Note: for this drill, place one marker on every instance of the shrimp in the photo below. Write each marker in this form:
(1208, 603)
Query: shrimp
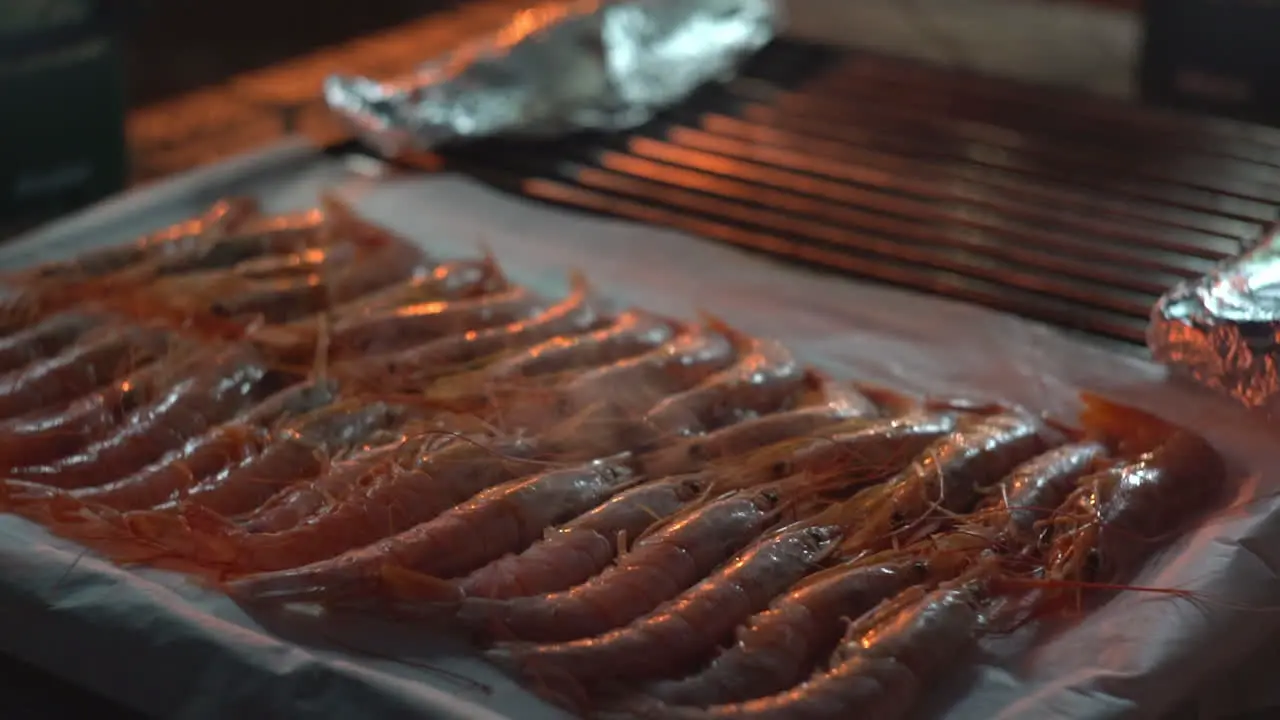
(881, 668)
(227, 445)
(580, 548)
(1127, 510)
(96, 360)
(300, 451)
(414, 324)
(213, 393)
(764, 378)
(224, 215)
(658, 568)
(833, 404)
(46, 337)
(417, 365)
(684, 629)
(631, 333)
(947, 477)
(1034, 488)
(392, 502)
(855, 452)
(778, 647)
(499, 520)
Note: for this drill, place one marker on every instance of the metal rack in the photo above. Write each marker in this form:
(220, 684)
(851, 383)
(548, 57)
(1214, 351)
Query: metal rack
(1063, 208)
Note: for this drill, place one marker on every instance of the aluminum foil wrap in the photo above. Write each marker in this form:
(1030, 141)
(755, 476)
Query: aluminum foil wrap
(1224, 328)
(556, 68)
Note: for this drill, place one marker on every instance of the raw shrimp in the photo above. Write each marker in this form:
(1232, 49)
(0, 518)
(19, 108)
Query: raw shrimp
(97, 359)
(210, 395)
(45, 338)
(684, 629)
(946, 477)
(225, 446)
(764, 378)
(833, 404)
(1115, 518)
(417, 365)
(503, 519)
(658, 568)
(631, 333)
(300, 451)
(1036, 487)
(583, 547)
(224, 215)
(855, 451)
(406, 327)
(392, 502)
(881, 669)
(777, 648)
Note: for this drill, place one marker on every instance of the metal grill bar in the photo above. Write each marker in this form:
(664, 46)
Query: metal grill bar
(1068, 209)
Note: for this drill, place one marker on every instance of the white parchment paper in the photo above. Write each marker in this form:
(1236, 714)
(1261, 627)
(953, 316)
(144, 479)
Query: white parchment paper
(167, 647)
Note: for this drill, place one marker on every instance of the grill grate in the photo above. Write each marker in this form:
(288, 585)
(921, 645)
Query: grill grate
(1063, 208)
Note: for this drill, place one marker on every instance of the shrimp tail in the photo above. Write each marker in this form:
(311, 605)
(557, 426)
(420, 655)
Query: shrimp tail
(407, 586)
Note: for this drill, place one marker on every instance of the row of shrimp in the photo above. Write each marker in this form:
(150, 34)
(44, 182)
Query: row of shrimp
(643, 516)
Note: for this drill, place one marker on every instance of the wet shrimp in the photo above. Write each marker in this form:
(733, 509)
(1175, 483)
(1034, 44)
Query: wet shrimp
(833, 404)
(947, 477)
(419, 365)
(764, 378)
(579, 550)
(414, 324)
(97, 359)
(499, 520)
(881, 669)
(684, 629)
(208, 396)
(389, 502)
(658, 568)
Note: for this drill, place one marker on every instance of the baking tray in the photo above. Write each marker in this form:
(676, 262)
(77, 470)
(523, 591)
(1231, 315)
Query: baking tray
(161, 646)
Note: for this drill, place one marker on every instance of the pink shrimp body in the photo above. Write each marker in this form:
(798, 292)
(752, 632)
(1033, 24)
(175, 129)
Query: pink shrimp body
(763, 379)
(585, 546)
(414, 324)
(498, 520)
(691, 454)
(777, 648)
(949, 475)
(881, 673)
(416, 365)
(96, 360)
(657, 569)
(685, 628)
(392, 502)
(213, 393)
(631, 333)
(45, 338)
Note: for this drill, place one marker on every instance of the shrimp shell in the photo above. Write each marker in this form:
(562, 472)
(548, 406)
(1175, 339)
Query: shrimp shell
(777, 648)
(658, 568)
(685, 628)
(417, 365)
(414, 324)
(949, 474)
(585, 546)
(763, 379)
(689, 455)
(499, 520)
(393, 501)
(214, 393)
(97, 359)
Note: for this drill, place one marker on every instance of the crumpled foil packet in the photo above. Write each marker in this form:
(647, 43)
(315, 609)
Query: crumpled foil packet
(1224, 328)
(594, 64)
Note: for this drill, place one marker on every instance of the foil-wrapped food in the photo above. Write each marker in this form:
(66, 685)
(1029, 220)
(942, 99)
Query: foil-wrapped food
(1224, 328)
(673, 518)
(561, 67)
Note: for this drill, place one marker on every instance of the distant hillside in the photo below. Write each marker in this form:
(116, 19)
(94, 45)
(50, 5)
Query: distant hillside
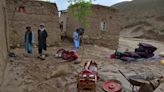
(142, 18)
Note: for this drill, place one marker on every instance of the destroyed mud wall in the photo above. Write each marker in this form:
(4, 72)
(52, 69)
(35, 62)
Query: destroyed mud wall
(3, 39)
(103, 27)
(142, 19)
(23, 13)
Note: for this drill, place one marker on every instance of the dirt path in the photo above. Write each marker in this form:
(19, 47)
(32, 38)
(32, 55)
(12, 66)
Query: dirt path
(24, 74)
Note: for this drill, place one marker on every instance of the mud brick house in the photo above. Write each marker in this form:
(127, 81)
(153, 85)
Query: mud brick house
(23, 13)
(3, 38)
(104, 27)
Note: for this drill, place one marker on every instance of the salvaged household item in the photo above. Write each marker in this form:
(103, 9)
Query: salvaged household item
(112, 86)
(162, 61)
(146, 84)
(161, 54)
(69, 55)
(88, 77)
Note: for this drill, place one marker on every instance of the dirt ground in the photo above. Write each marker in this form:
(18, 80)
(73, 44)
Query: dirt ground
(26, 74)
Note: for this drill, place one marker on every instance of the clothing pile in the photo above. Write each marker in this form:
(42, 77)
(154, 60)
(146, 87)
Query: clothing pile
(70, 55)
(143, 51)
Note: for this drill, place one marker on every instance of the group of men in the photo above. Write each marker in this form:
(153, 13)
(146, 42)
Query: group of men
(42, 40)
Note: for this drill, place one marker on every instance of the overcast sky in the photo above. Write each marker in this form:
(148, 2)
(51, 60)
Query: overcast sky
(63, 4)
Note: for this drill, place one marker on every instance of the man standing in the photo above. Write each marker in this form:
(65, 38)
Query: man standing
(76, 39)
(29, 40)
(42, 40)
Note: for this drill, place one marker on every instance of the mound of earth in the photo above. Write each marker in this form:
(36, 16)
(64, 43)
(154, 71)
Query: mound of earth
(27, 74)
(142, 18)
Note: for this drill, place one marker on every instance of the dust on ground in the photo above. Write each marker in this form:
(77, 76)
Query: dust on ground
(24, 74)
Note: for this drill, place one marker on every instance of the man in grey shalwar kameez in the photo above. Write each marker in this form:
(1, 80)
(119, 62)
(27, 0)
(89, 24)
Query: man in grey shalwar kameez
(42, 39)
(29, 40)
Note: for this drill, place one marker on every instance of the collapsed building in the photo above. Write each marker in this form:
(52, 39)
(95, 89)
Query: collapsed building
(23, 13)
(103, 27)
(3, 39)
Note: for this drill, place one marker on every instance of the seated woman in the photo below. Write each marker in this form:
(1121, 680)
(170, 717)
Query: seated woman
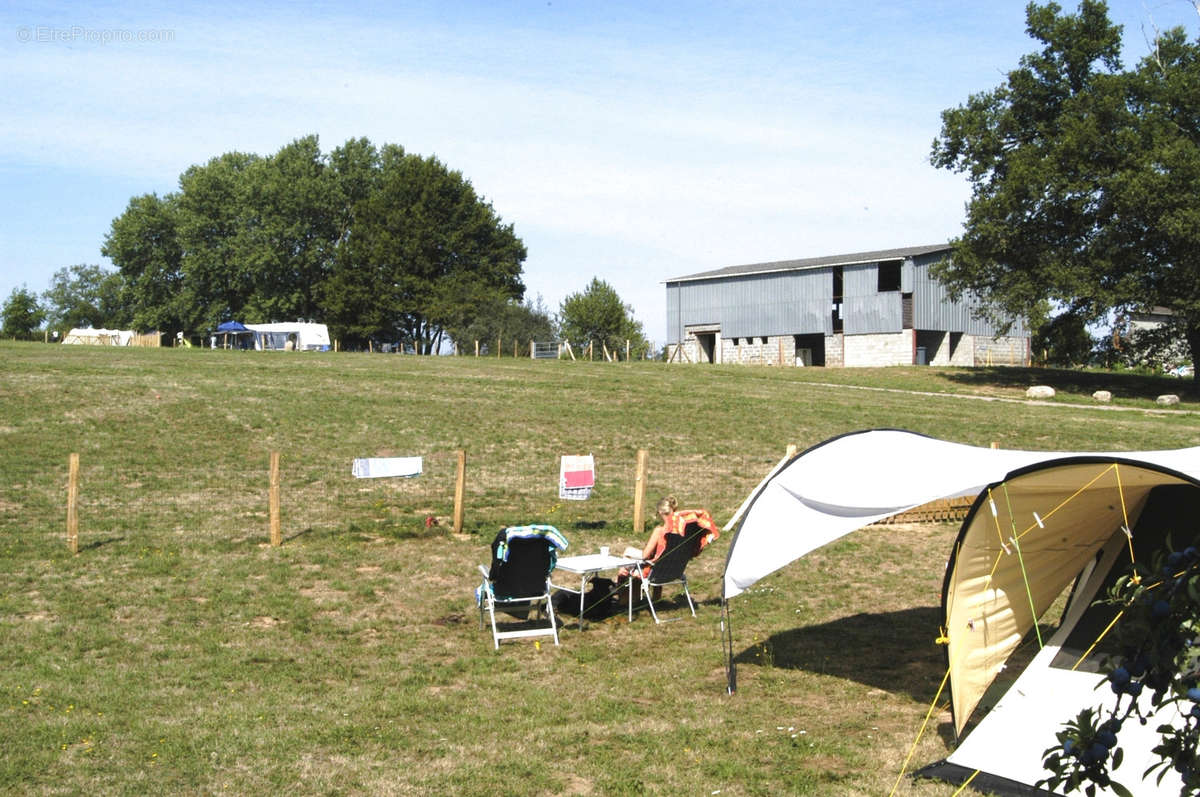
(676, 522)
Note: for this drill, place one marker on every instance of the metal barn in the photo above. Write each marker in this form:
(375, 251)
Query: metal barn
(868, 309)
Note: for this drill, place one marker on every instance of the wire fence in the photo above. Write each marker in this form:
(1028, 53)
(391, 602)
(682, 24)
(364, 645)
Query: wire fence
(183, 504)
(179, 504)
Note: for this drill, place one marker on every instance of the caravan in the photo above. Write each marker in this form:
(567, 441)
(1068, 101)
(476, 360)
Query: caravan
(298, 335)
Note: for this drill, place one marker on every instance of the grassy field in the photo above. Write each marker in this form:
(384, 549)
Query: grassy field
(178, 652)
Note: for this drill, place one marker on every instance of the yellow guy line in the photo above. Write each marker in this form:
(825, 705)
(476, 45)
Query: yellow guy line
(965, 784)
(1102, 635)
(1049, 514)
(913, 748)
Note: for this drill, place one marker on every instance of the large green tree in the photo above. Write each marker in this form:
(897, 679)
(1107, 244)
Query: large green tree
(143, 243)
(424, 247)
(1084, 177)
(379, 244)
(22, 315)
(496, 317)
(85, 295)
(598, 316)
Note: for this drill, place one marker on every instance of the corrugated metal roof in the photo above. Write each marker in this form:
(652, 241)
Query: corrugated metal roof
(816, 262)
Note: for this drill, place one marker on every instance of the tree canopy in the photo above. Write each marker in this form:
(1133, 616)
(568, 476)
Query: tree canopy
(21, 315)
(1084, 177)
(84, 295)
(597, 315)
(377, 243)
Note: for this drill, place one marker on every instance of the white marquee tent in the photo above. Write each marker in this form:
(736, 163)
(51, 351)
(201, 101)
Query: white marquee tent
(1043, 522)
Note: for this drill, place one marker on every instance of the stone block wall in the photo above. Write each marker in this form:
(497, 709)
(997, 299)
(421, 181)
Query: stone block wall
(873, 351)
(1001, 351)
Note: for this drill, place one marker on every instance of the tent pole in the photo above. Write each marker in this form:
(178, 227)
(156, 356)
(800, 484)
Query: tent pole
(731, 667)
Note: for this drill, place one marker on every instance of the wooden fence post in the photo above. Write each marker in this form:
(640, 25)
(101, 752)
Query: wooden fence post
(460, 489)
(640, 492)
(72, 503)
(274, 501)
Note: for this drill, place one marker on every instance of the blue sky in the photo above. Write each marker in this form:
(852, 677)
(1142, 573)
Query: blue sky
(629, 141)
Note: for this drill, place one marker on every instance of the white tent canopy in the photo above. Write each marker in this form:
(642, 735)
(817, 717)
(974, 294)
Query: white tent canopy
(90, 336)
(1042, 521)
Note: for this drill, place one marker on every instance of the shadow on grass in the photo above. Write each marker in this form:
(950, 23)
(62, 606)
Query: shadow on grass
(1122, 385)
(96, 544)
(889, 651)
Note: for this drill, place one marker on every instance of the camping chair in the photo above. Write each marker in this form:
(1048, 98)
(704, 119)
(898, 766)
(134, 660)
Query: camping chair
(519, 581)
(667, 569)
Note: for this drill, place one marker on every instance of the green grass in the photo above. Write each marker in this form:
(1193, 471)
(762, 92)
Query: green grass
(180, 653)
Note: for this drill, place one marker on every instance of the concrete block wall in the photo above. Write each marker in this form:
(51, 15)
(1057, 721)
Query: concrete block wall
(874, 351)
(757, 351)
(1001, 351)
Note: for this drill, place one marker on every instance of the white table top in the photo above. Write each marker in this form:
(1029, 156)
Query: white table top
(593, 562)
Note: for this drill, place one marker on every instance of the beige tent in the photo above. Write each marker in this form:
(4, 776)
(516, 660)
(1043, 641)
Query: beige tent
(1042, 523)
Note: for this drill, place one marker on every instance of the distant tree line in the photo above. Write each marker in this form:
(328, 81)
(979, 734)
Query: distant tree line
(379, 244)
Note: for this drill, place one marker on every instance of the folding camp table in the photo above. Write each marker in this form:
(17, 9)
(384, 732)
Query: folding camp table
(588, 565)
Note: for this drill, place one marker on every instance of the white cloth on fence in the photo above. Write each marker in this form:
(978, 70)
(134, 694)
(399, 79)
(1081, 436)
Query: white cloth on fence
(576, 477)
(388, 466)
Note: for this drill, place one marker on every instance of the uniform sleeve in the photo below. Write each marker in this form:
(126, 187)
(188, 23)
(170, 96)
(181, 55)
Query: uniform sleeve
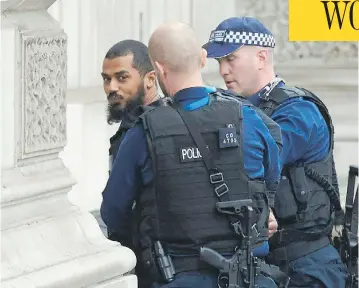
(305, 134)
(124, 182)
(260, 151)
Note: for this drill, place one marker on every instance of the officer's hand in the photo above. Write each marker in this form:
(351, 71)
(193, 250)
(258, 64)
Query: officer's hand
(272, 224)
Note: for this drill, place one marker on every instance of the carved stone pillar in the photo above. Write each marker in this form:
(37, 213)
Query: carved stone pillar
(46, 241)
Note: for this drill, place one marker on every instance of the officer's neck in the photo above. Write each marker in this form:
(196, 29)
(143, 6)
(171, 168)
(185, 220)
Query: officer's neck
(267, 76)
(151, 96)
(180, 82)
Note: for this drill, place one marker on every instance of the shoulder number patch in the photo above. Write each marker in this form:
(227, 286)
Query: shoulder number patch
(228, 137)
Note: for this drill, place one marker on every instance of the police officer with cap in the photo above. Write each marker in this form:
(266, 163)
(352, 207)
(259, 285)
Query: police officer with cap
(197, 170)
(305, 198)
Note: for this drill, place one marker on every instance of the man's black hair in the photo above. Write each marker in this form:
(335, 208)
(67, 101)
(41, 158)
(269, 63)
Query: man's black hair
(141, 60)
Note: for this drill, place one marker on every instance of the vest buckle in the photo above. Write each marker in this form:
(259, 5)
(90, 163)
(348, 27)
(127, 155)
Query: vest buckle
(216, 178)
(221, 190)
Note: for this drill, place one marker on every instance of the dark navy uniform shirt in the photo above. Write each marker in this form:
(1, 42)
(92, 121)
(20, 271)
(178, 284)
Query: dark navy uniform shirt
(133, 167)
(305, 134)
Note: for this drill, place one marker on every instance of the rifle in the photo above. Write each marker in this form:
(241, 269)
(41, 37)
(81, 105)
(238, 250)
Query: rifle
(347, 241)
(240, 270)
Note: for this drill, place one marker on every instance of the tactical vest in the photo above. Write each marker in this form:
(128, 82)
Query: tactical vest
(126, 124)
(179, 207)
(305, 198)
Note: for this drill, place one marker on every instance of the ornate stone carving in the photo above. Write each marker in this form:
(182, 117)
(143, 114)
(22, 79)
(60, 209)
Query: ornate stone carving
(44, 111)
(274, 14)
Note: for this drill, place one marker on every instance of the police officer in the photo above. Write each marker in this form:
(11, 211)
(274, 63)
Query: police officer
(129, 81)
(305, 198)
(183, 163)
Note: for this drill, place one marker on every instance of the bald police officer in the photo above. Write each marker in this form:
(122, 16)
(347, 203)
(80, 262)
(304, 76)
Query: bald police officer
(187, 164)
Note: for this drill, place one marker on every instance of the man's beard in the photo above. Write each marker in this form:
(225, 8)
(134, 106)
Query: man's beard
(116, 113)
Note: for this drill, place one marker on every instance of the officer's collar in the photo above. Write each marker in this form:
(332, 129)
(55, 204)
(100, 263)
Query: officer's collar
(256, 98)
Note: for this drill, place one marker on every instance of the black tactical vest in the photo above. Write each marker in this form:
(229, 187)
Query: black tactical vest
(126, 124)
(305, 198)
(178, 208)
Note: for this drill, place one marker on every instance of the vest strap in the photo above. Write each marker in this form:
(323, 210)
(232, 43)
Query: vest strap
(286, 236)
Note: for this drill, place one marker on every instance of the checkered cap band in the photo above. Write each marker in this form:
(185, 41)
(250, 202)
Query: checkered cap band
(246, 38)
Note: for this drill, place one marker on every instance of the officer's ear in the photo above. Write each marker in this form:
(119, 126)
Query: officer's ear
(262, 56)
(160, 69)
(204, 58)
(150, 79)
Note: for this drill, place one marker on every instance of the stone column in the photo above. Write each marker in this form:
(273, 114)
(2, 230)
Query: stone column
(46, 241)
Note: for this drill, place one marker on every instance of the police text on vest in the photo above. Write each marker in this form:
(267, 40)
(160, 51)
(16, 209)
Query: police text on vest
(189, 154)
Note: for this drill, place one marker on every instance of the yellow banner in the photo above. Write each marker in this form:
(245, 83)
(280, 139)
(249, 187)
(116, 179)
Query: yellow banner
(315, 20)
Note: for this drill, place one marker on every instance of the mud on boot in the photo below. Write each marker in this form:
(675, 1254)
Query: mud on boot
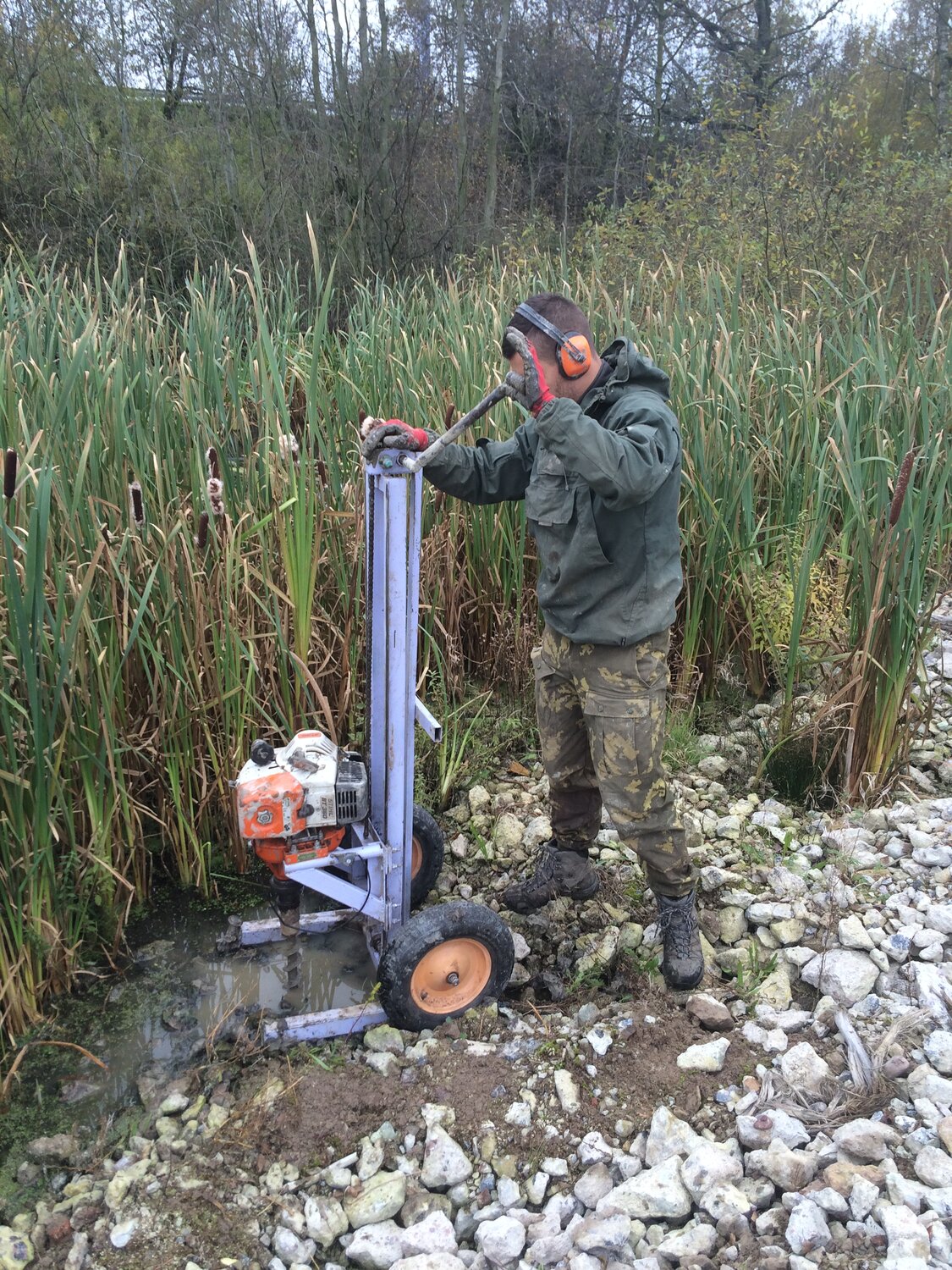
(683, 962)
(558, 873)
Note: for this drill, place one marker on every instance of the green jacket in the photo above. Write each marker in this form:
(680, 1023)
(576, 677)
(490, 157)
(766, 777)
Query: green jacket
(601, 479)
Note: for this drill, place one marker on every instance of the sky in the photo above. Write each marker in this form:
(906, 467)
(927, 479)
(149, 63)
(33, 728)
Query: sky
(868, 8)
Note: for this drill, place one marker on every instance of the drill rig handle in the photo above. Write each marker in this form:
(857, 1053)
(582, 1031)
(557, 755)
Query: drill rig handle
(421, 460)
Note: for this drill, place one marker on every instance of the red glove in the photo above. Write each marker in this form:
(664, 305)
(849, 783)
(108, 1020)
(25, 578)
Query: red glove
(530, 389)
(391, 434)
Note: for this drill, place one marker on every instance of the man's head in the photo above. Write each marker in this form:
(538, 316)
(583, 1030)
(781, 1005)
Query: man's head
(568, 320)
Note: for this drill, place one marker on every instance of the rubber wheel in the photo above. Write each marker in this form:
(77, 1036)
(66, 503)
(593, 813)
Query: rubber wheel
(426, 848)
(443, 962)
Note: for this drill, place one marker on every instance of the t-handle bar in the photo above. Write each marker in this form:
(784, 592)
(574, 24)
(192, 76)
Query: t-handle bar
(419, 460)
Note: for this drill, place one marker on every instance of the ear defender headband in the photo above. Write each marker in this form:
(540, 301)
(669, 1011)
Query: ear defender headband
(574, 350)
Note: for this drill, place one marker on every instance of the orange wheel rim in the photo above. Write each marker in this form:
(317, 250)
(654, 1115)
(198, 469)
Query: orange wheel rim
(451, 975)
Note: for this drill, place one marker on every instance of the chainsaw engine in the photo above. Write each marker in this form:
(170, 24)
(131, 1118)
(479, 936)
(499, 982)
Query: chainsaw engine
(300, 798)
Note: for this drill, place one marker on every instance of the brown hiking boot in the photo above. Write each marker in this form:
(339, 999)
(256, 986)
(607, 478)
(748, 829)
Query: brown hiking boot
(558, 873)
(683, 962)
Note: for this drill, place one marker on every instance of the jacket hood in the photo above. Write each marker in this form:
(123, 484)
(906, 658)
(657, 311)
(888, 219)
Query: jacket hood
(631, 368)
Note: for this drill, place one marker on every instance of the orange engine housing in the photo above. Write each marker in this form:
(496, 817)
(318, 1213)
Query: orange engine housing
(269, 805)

┄┄┄┄┄┄

**TASK DESCRIPTION**
Using the material above, reproduce exactly the line that contains "the ear defender" and all lines after it through the last one, and only those.

**TASK RESULT**
Note: for this drill, place one marker on every instance of the ear defender headband in the photo above. Write each marker in this form:
(540, 301)
(669, 1011)
Query: ear defender headband
(574, 350)
Note: for this drill, place one marker on every instance of the orange wheel rim in the photo above. Write each marker in this form:
(317, 250)
(654, 1115)
(198, 469)
Query: orange wheel rim
(451, 975)
Note: for this drill, place one marker on every instance of the chainsaw engine in the photo above. Write each marker in this form:
(170, 24)
(131, 1118)
(479, 936)
(499, 982)
Query: chainsaw engine
(300, 798)
Note: for this drill, place one marker on every instance of the brown hiking boot in the photo above. Write each marker in this form:
(339, 999)
(256, 986)
(607, 478)
(748, 829)
Query: brown hiking boot
(558, 873)
(683, 962)
Note: for this drill, place one marker on every instance of the jacket hood in the photo above. Write each marker in this form:
(123, 484)
(906, 658)
(657, 311)
(888, 219)
Query: jacket hood
(631, 368)
Note: for this drill, place one marker on every instance of the orange engine housing in the photo above. Write each marker in this form:
(496, 817)
(318, 1213)
Query: orange engine housing
(269, 805)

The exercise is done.